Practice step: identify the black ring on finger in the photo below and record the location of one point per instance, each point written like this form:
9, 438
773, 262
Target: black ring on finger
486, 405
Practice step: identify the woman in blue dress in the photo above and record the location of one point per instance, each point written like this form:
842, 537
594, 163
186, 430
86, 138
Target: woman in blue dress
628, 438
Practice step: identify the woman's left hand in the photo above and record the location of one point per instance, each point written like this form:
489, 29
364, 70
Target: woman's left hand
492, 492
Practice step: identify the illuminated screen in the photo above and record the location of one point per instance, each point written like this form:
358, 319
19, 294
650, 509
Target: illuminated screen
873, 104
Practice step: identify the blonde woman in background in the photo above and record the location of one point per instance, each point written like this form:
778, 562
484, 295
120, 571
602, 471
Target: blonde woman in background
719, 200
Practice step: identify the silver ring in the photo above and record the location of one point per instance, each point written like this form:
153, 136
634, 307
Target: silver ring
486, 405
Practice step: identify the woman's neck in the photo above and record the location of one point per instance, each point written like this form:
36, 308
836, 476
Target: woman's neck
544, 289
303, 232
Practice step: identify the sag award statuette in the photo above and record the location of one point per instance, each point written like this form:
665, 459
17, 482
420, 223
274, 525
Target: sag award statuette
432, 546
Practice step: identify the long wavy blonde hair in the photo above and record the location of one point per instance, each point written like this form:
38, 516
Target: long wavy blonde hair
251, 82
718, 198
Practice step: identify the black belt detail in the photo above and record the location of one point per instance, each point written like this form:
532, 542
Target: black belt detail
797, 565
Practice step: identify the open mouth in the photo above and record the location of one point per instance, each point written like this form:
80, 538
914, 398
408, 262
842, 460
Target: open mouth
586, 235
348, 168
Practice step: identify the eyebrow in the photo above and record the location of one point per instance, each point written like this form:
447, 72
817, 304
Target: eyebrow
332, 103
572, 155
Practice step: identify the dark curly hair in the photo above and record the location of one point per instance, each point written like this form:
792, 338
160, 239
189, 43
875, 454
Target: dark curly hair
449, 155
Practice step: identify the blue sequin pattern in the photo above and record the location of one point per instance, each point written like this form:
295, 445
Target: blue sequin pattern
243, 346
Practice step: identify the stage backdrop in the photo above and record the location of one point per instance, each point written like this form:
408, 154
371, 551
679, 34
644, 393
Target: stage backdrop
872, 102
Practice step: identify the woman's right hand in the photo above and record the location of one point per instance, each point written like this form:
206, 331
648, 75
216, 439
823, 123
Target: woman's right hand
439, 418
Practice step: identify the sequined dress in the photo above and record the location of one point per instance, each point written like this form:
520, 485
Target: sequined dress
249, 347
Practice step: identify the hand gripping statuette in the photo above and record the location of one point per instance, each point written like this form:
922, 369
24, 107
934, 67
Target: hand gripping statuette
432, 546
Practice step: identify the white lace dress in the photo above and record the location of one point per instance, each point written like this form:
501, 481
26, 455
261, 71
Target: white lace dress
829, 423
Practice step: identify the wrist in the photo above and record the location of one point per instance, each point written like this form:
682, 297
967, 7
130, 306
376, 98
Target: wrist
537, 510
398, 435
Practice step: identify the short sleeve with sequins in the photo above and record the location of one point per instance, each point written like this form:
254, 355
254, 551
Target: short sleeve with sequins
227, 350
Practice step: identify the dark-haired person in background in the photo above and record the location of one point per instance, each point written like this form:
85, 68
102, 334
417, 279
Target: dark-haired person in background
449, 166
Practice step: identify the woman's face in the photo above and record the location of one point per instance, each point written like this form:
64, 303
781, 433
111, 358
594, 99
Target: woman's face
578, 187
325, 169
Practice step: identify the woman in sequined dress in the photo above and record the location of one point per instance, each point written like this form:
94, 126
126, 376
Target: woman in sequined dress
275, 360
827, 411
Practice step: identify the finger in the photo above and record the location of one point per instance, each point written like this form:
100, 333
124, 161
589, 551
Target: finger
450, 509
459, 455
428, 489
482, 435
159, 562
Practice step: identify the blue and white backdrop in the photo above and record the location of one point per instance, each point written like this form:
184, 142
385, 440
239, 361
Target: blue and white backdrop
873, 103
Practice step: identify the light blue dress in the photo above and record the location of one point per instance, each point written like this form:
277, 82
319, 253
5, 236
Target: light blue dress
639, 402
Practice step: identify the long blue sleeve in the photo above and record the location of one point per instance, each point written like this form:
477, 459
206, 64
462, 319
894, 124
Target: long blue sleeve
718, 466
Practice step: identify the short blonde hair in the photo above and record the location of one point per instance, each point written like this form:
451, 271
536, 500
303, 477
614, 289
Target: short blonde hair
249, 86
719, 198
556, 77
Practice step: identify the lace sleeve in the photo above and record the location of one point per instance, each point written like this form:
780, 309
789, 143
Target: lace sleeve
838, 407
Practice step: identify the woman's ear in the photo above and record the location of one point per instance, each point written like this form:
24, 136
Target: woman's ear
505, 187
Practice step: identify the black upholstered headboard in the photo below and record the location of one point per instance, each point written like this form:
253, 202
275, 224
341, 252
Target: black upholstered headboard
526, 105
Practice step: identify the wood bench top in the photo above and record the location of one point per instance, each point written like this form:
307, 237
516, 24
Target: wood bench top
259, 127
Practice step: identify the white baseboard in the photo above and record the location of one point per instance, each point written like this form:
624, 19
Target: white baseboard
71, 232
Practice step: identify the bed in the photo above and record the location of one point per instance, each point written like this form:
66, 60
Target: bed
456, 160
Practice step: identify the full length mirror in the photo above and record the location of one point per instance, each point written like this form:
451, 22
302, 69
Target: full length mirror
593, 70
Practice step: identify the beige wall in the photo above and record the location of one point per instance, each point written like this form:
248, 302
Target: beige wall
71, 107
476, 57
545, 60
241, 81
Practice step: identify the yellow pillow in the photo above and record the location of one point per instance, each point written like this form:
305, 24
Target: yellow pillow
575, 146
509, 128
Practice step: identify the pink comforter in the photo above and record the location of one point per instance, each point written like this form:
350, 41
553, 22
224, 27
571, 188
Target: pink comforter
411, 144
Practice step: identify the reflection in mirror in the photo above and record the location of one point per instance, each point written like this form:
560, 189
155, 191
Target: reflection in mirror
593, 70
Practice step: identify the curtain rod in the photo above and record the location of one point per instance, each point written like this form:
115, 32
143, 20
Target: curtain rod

============

SHORT PROBLEM:
Write each line above out exactly.

RESULT:
Practice step: identify the black ring on finger in the photo below and record the location of one point per instance, each point written like this form:
9, 438
773, 262
Target: black ring on finger
486, 405
Practice step: identify the woman in blue dress in the photo above and record the location of one point per instance, each point written like this form:
842, 537
594, 163
186, 430
86, 138
Target: woman in blue dress
628, 438
Practice step: identify the woman's left hand in the photo above and record the location of one point per instance, each point written like this form:
489, 29
364, 70
Target: woman's left hand
492, 492
Practice step: identify the illuminated screen in the photo above and record the location of one point per instance, each point written like this form:
358, 319
19, 294
650, 509
Target: illuminated screen
873, 104
Practice step: identify the blonde woman in background in the photo above and record the location of one point per instance, each point written like this form:
778, 562
484, 295
120, 571
602, 471
Target: blonde woman in background
719, 200
Practice step: identify the silver ring in the photo above and record the location of one point per instance, each point written like this form:
153, 136
634, 307
Target: silver ring
486, 405
Practice step: identify the woman's neck in the photo above and record the location of one point per instance, each point written like this form:
36, 308
836, 476
Target: woman's neck
544, 289
303, 232
Practice step: identify the sag award statuette in the photo above and record the location of one point per instance, each point written like this form:
665, 459
17, 482
420, 223
274, 525
Target: sag award statuette
432, 546
Practice step: identify the long wavy blonde hair in the photo above and record the location of one point per instance, each point written like this form:
38, 516
Target: long wavy blonde hair
251, 82
718, 198
Practice step: identify the black belt detail in the photo above and record the location of one point per instance, each point written like this form:
532, 542
Target: black belt detail
797, 565
Practice step: identify the open mouth in the photo above and record the location of one point per instance, each point written like this form:
80, 538
914, 398
408, 262
842, 460
Target: open mouth
586, 235
348, 168
Practice step: identify the eyebrow in the photo above and record the location of one point per instance, each point written like this form:
447, 72
817, 304
Target: eyebrow
332, 103
572, 155
Practice step: identify the dark curly hair in the photo above and record the location of one point per instance, each point written like this form:
792, 338
160, 239
189, 43
875, 454
Target: dark curly hair
449, 155
Practice step: identify the blue sequin pattern in the photo above and record the location of one point per instance, each point written like this form:
295, 445
Target: blue sequin pattern
243, 346
Practice step: identify the stage backdrop in the photo above and record the location of one point per instance, each point written like this form:
408, 154
371, 551
679, 34
644, 393
Target: stage backdrop
872, 102
Practice step: identify the woman's right hand in the photo above and record the location of one point per instance, each point written like this form:
206, 331
648, 75
216, 439
823, 123
Target: woman's right hand
439, 418
Practice step: identify the sequined dress in the photo above and record the location of one point per instance, each point written like this form:
520, 485
Target: sequined dress
249, 347
Practice step: identify the hand gripping statuette in the photo above and record the location of one point per instance, each point written like this form:
922, 369
24, 107
934, 67
Target: hand gripping statuette
432, 546
Practice step: identify the white lace dress in the photo above and record the location of one point per instance, each point written like this form:
501, 481
26, 455
261, 71
Target: white lace dress
829, 423
Practice step: identify the wrist in the photo above and record the location of one point per instance, each point written like this form:
682, 297
967, 7
130, 306
376, 98
Target: wrist
537, 510
398, 435
Practice step: identify the short sleeve with sequins in the photo above and record the location of one point per instance, each point written like this form:
254, 355
254, 551
Target: short sleeve with sequins
227, 350
Practice step: identify the dark-haired person in background in the photo above and record the location of one point per instance, each point written like this form:
85, 68
102, 334
417, 279
Target: dark-haired person in background
449, 166
Practice step: identify the woman's face in the photo above and record the location of one point per instance, each point written like this form:
64, 303
781, 433
111, 358
594, 99
Target: woman's face
578, 187
325, 169
Practice step: identify the woman in sequined dress in the photo above and record the location of one point per instance, each point written like this form:
94, 126
126, 376
Target: woman in sequined dress
275, 360
827, 411
Practice step: identify the finger in the photo above and record the location of one point per instance, each point written like this form:
100, 333
124, 161
589, 551
Target: finger
450, 509
459, 455
428, 489
482, 435
159, 562
Practice step: identify the blue and white backdrop in the photo above and record the location of one point per instance, each point written like this form:
184, 142
385, 440
239, 361
Target: blue and white backdrop
873, 103
Practice step: identify the light blue dress in the photo above and record the location of one point per instance, each point written like this form:
277, 82
319, 253
5, 236
Target: light blue dress
639, 402
Practice step: identify the long blue sleeve in the photo above and record the location of one point per instance, each point written like this form:
477, 459
206, 64
462, 319
894, 124
Target: long blue sleeve
718, 466
Practice step: identify the short blonde hair in the photo above and record the location of one point per instance, each point written like this form:
451, 271
536, 500
303, 477
614, 289
Target: short blonde hair
249, 86
719, 198
556, 77
Practice step: identify the lace sleeve in the photo above and record the location of one point per instance, each point written like this form:
780, 309
789, 143
Target: lace sleeve
838, 407
Practice step: identify the woman's ear in the photo above and record the location of one point per instance, each point written like this form:
24, 136
Target: woman's ear
505, 187
Practice step: identify the black upholstered headboard in the photo below and record the location of one point per instance, each point written like this form:
253, 202
275, 224
341, 252
Target: black upholstered headboard
526, 105
Practice step: identify the wood bench top in the photo above and record the location of one point per instance, each point written like this form:
307, 237
516, 24
Target: wood bench top
259, 127
Practice step: identify the white baseboard in the photo above and record the location of one point per instance, each point written like this form:
624, 19
Target: white baseboard
71, 232
Practice step: identify the bed in the photo above and record the location of one point per instance, each point written like this form:
66, 60
Target: bed
456, 160
Practice step: identify the full length mirror in the photo above and record the location of one point per instance, each point written like this form:
451, 22
302, 69
Target: full length mirror
593, 70
Practice step: identify the beige wall in the photo above and record the location of one point per instance, each point written like this form:
248, 302
Target: beige wall
71, 107
476, 57
545, 60
241, 81
Practice step: identify the yellow pillow in the photo above and record the location of one point per instance, each point written like this form:
305, 24
Target: yellow pillow
575, 146
509, 128
Practice step: identify the pink comforter in the photo above and record the location of one point per instance, each point written like this form:
350, 41
553, 22
224, 27
571, 188
Target: pink comforter
411, 144
Practice step: identify the reflection in mirror in the photo above and record the location of one point per instance, each point written like this form:
560, 189
155, 191
Target: reflection in mirror
593, 70
Practice step: identify the curtain rod in the photo above and record the location of one point per instance, each point written like this form:
115, 32
143, 20
Target: curtain rod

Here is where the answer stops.